*** Dataset records ***

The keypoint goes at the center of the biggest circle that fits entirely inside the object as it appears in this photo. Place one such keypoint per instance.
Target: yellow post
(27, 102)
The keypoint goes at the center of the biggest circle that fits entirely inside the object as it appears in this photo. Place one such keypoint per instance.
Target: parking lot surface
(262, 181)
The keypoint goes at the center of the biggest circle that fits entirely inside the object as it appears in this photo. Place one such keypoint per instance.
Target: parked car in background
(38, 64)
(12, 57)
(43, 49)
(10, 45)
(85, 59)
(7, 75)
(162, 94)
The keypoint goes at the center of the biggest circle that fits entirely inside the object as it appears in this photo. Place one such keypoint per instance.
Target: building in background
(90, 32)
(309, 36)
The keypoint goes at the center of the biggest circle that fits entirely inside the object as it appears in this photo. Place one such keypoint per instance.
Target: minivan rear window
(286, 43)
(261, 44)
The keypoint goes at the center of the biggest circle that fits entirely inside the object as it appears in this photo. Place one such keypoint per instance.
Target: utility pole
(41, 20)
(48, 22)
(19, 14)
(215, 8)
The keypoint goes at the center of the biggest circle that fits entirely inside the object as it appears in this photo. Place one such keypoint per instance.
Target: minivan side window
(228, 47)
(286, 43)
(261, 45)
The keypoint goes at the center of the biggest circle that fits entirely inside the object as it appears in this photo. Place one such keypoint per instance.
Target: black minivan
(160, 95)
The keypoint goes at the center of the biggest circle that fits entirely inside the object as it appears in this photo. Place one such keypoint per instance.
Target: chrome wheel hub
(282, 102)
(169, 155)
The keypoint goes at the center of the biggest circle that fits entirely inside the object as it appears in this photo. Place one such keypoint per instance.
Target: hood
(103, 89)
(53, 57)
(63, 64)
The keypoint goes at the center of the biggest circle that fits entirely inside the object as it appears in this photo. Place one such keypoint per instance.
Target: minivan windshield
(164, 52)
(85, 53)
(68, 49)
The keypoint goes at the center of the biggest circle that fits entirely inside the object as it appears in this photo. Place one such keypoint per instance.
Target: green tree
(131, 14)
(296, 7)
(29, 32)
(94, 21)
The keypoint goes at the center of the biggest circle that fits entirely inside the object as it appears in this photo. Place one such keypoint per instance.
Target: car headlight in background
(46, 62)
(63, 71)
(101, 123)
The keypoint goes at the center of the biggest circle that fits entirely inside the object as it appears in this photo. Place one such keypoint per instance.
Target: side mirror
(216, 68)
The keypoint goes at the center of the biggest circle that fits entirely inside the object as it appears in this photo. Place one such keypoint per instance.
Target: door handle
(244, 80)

*** End of Dataset records ***

> **Exercise goal**:
The lines above are to be retyped exactly, with none omitted.

> **Reply to the exercise**:
The keypoint goes at the center of the biggest circle that fits entirely inside the object as it appears in this photo. Place one such keypoint per instance.
Target: yellow post
(27, 102)
The keypoint goes at the center of the biggest circle that fits entirely inside the object as it appears in this photo. Place one such keypoint per instance.
Target: parking lot surface
(262, 181)
The keypoint goes at the center of the biggest circle that fits entirely inside the object as it appears in this photo. Place one such keypoint per instance.
Target: parked car in background
(38, 64)
(12, 57)
(43, 49)
(10, 45)
(85, 59)
(7, 75)
(162, 94)
The keypoint goes at the center of the biggest circle that fits entirely inside the object as it appears in this photo. Place one such keypoint per instance.
Target: building in background
(90, 32)
(309, 36)
The keypoint goes at the center of the biggest circle that fits entirely inside the object as it appears in this photo. Place one such keypoint per instance.
Target: minivan rear window
(286, 43)
(261, 44)
The keypoint goes at the center of the biggest circle that fits entirely inside the object as it appears in this photo. Place one such keypoint per instance.
Target: utility pole
(41, 20)
(48, 22)
(19, 14)
(215, 8)
The keypoint goes at the center of the biggest circle that fits entirely inside the object as it appears in this photo. Place one such keypoint per instance.
Target: minivan side window
(228, 47)
(286, 43)
(261, 45)
The keypoint goes at the center of the biggest circle that fits entirely inside the object as it appears in this photo. Place one such keypoint per instance.
Target: black minivan
(160, 95)
The keypoint goes at the center of the biggest circle that fits entirely inside the object as it appears in this photo. Place one such keypoint per instance.
Target: chrome wheel hub
(282, 102)
(169, 155)
The keypoint goes at the center of the biggest circle that fits entirely inside the object as it appears in this photo. Place one such keypoint per instance.
Target: hood
(103, 89)
(53, 57)
(63, 64)
The keypoint goes at the center of the biggest circle that fits entirely inside the object as it appears in this photo. Place one such keypoint per instance.
Target: minivan windshield
(164, 52)
(85, 53)
(68, 49)
The keypoint goes at the center of the biggest circle that fits entirely inside the object as it appears in this photo. Place one such keypoint per instance.
Target: green tree
(131, 14)
(296, 7)
(29, 32)
(94, 21)
The keypoint goes at the center of the biggest circle that fits entirely inside the object as it appears in this photo. Place one such keypoint per instance.
Target: car headlight in background
(46, 62)
(63, 71)
(101, 123)
The keypoint goes at the center of the biggest circle that fits entirely inside the object as it appears in this photo. Place one such keypoint per instance.
Target: side mirror
(216, 68)
The keypoint goes at the center of the biggest circle that fits entirely inside the object as it appears in this photo. Place one such keypoint per instance.
Target: door handle
(244, 80)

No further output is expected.